Set exercise 1:
Copy the records word for word, from their first line up to and including the line that contains "[192, 266, 232, 297]". Leave the pictures out.

On one of my Yahoo lists there is a thread running where people are listing their top 5 projects to complete for the coming year. Easier said than done when it comes to projects! You just never know what will happen. With that in mind I would like to: 1) tighten up the fence and finally build a good gate for the field; 2) get the well put in the field (haven't managed to get that done yet but I am still positive imaging it); 3) succeed with the free-range poultry and egg production trial; 4) improve succession planting and increase general veggie production; and 5) finally build a garden storage shed so we can park the van in the garage again.

New veggies for this year include Turkish Orange, Pandora Striped Rose and Malaysian Dark Red eggplants; garden huckleberry; wonderberry; Senposai greens; Golden Self-Blanching Celery; Golden Giant Amaranth; Philadelphia and White Ice Box radishes; Navet Des Vertus Marteau turnip; ground cherry husk tomato; Rouge D'Hiver, Rouge Grenobloise, Dark Lollo Rossa, and Paris Cos lettuces; Giant Musselburgh leek; Snowball cauliflower; for tomatoes there will be Vintage Wine, Italian Tree, Brandywine Red, Large Red, Lemmony, Green Gage and Indian Moon. And, of course, I will have my usual veggies. I think this will be a great year! (And if Tom doesn't plant his garden area over by Dad, I'll fill that up, too! ;)

May everyone have a safe and happy holiday, and may 2009 be a better year for us all!

Saturday, December 13, 2008

Fence Posts

Finally made it outside today and chopped down my first tree. I got three fence posts out of it and started a pile for the smaller branches for Ed and I to break up next summer and put in the kindling bin. As long as the temperature is not too cold, I will try to get out every day and cut posts. Once I get the hang of cutting down the trees, the job should not take too long and I should get more posts finished per day. I will need to get Ed out there to help me haul the posts up by the wood pile so I can load them into the truck fairly easily next Spring.

I was thinking about the duck house. I think I will cut 6' and 5' posts, space them 2' apart, and bury them 1' down into the ground, then use hammer staples to attach some 4' woven wire to them. I have a fair amount of top grade woven wire left over from when I put up the fence in the field. I'm sure it will be enough to go round for a duck house. I'll make a little door I can bolt shut at night, and buy some plywood for a roof. Hay bales will be a good insulator outside the wire. I'll lay 1/2" hardware cloth over the ground to prevent burrowing critters, and a good layer of wood shavings should make a nice bedding. Four nest boxes should be enough. I think a similar house will be good for a brooder house for the hens. I know New Hamps tend to go broody, and that is a trait I want since the price of day-old chicks is skyrocketing. I would sure welcome being able to hatch replacement stock.

Dataset entries:
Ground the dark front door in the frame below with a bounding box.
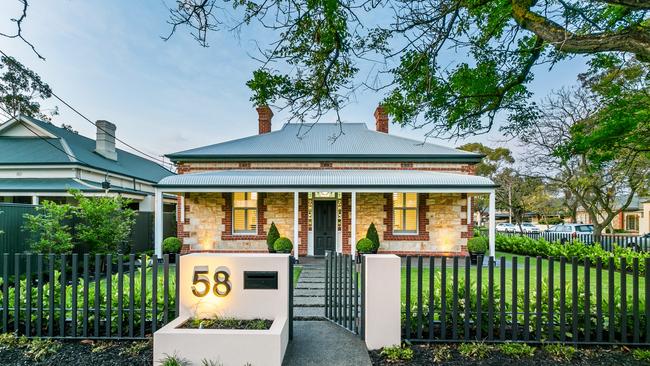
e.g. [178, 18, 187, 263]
[314, 201, 336, 255]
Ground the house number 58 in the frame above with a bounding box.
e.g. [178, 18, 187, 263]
[192, 266, 232, 297]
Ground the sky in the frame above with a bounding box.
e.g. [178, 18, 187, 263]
[0, 0, 586, 167]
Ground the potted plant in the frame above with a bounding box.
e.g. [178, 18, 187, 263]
[366, 222, 379, 254]
[467, 236, 488, 266]
[266, 222, 280, 253]
[273, 236, 293, 253]
[357, 238, 375, 257]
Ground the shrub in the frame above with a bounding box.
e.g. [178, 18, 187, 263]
[499, 342, 535, 359]
[458, 342, 492, 360]
[544, 343, 577, 362]
[467, 236, 488, 253]
[266, 222, 280, 253]
[357, 238, 375, 253]
[163, 236, 182, 254]
[381, 346, 413, 362]
[273, 236, 293, 253]
[366, 222, 379, 252]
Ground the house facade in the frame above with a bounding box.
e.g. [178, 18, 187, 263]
[0, 115, 176, 212]
[157, 107, 494, 256]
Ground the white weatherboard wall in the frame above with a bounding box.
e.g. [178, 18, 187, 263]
[363, 254, 402, 350]
[153, 253, 291, 366]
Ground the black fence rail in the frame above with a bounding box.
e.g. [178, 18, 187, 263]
[402, 257, 650, 345]
[497, 231, 650, 251]
[0, 254, 179, 339]
[325, 251, 364, 335]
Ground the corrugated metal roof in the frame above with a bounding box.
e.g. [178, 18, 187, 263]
[158, 170, 495, 189]
[167, 123, 482, 161]
[0, 116, 174, 182]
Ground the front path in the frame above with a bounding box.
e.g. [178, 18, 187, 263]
[283, 258, 372, 366]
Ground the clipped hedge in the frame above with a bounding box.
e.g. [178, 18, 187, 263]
[495, 235, 650, 273]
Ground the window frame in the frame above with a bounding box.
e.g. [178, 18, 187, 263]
[230, 192, 260, 235]
[391, 192, 420, 236]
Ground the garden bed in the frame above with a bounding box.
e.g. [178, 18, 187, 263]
[178, 318, 273, 330]
[369, 344, 649, 366]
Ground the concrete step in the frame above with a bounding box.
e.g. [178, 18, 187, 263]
[296, 281, 325, 289]
[293, 289, 325, 297]
[293, 296, 325, 307]
[293, 307, 325, 320]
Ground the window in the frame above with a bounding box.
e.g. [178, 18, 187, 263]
[393, 193, 418, 234]
[625, 215, 639, 231]
[232, 192, 257, 234]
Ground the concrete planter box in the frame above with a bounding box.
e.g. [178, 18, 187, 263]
[153, 317, 289, 366]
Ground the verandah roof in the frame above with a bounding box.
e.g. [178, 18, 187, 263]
[157, 170, 496, 192]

Set exercise 2:
In the given passage, how many fence posts did the first tree yield?

Exercise solution 1:
Ground the dark front door in the frame below with a bounding box.
e.g. [178, 18, 187, 263]
[314, 201, 336, 255]
Ground the house number 58 in the frame above with a bounding box.
e.g. [178, 18, 187, 263]
[192, 266, 232, 297]

Exercise solution 2:
Three fence posts.